Dataset excerpts on pointing at objects
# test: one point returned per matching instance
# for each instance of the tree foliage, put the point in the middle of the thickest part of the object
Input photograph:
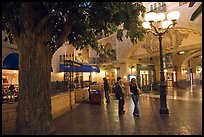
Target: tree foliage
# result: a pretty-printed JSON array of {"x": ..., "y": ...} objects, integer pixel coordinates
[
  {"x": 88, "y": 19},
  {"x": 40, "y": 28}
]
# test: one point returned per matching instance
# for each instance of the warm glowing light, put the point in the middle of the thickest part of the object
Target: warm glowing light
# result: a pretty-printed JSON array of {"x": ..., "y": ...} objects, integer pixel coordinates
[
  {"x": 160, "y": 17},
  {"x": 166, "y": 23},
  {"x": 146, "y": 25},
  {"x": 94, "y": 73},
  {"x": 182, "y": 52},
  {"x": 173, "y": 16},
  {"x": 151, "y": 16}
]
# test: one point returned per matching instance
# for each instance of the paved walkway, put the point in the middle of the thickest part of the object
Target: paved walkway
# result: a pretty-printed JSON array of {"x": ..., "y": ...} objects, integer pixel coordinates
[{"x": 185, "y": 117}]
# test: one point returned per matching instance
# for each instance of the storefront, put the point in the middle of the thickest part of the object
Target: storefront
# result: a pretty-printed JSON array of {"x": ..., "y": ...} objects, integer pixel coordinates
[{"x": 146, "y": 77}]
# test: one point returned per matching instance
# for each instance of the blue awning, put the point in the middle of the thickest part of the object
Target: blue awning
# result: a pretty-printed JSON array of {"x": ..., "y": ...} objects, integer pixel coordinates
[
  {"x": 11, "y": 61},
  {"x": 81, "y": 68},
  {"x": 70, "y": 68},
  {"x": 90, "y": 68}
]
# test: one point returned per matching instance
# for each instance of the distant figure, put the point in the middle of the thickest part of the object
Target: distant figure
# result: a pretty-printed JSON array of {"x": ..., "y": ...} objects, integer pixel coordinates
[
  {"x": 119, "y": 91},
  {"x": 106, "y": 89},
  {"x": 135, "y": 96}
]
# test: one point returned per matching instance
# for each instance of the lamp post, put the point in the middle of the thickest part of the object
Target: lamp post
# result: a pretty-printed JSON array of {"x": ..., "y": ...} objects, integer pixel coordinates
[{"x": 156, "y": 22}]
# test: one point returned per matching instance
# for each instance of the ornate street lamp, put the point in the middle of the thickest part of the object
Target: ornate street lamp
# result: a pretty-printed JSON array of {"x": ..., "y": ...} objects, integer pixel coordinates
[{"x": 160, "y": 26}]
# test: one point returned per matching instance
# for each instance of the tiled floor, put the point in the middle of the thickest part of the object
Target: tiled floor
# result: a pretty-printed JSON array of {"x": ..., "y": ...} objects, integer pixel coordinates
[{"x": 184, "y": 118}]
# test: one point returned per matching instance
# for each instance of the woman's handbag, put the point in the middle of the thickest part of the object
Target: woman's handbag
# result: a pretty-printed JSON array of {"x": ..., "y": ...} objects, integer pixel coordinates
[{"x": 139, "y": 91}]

* * *

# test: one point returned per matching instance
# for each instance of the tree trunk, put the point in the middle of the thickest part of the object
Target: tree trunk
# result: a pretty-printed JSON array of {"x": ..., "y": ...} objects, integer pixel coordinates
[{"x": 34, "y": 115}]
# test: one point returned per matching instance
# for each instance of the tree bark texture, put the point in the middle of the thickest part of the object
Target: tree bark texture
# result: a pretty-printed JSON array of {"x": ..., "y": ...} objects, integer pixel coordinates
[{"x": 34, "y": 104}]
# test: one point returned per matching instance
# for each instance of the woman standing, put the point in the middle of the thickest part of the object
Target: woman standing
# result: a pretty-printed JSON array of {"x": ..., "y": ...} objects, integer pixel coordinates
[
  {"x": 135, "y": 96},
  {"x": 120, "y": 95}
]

==

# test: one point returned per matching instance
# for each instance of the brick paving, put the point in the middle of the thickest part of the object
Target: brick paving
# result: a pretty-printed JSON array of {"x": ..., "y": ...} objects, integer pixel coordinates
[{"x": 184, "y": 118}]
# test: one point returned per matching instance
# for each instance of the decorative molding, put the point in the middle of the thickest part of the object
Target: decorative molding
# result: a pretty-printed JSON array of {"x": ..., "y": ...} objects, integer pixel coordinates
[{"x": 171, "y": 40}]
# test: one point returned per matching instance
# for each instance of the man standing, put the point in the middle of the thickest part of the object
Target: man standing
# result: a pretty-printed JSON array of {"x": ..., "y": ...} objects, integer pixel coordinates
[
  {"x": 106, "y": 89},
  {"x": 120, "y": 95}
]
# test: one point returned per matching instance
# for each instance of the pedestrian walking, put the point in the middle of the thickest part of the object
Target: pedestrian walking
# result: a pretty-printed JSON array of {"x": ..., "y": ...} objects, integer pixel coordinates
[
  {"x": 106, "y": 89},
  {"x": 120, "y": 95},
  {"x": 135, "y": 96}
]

_Problem to solve_
Please gather every line in the data above that contains the word "distant".

_Task result_
# for each instance of the distant figure, put the point in the middle of the thickest part of the object
Target: distant figure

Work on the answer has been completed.